■ **Goal of the exercise**
What follows is a set of entries. Give them again exactly, without the pictures.

* * * * * * *

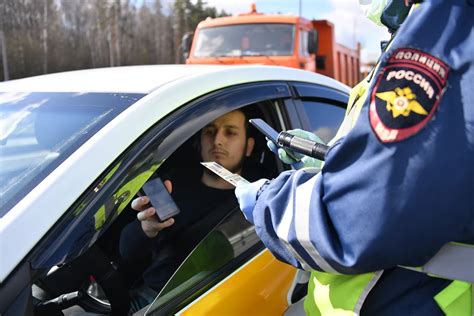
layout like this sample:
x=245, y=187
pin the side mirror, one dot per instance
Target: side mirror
x=186, y=43
x=313, y=42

* * * * * * *

■ **Task output**
layout like this sample:
x=245, y=187
pin the side mirror, one dot per instance
Target: side mirror
x=186, y=43
x=313, y=42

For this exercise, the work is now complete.